SET PROBLEM -
Reproduce the data below word for word, leaving out the pictures.

Image point annotation entries -
>>>

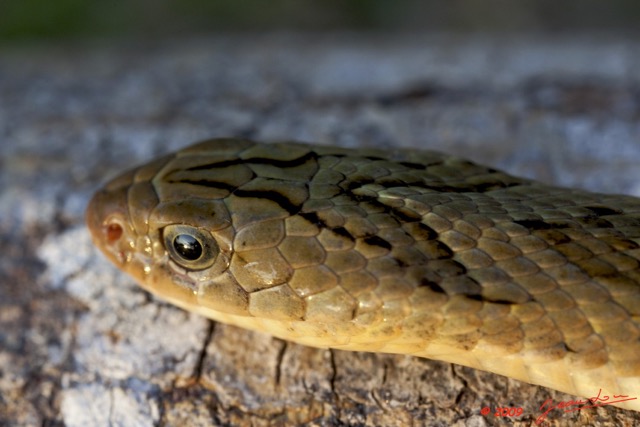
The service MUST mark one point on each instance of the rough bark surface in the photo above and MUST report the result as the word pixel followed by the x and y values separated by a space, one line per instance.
pixel 81 345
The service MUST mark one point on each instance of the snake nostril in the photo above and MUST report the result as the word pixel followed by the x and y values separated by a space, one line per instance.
pixel 113 232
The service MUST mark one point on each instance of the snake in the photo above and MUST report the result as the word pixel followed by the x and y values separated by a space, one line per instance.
pixel 402 251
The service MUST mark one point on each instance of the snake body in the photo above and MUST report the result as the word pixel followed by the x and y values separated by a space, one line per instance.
pixel 408 251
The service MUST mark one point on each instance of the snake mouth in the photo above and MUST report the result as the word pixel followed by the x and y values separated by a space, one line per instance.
pixel 181 277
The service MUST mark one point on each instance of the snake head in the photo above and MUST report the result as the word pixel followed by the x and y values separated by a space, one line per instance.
pixel 175 246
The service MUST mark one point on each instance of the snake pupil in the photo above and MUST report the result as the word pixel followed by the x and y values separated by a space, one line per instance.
pixel 187 247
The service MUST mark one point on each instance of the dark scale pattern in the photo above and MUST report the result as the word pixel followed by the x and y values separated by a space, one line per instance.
pixel 413 252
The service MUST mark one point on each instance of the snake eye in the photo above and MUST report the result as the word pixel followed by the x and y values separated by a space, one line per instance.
pixel 190 247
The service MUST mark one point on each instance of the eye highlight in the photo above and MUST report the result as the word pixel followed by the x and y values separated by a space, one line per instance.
pixel 190 247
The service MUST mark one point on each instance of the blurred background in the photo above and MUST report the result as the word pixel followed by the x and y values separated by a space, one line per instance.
pixel 79 19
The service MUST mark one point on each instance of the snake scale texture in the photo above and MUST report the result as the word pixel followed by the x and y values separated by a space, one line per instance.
pixel 408 251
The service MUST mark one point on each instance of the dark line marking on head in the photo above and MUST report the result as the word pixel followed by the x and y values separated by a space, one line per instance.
pixel 279 198
pixel 377 241
pixel 603 210
pixel 311 155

<<<

FINAL RESULT -
The service MUST mark one point on each instance of the rough bark surface in the photo above and MUST report the result as the word pixel followed by the x and y values separated by a space, one line per instance.
pixel 81 345
The service MUST mark one point on each instance of the snake nostril in the photo above and MUST report the result as the word pixel followed by the x and y values separated by a space, one line per instance.
pixel 113 232
The service MUST mark one point on each instance of the snake in the photo above and MUST report the result as the word pixel followed by the x and y values separated by a space, one line per instance.
pixel 402 251
The service MUST mark one point on each instance of the snake body in the photo above and MUST report the result as the word pixel followed by the x and y values separated by a space, one line per instance.
pixel 408 251
The service MUST mark one point on each instance of the snake mouth in the photo above and MUST report the result as the word pixel followed by the x and y values separated by a space, one line per instance.
pixel 181 277
The service MUST mark one point on each instance of the snake head in the photo above and MUST report the result as the word pixel followed by the x and y values separated by a space, one line per instance.
pixel 175 246
The service MUST mark one point on each instance of the snake pupil in the photo above and MUST report the result as the word pixel followed by the x and y values separated by a space, one line per instance.
pixel 187 247
The service MUST mark one point on each instance of the dark scale pattern in the photo above and MUST report the result as the word pixel followed by the x and y values separated by a space, one line per instance.
pixel 413 252
The service MUST mark one point on each instance of the snake eye in the photo above and MUST report the result as the word pixel followed by the x and y values separated by a space, one line per instance.
pixel 190 247
The service MUST mark one point on each instance of the eye highlight in the photo above and MUST report the result as the word pixel followed by the x and y values separated by a space, one line per instance.
pixel 190 247
The service MUST mark one point on each instance of the blurred background in the photo above and MUST report the result as the word pixel followed by the x and y values separated by a space, one line per instance.
pixel 79 19
The service MUST mark one point on each instance of the snake scale texture in the photo above and MUST report the result as the word pixel followed by the x and y values separated by a space, one line per instance.
pixel 408 251
The service MUST mark one point on each instance of the dark line marking on head in the photo above and MUST report the result as the word pixel followed by the x and y values separated by a space, one line per instance.
pixel 279 198
pixel 377 241
pixel 603 210
pixel 311 155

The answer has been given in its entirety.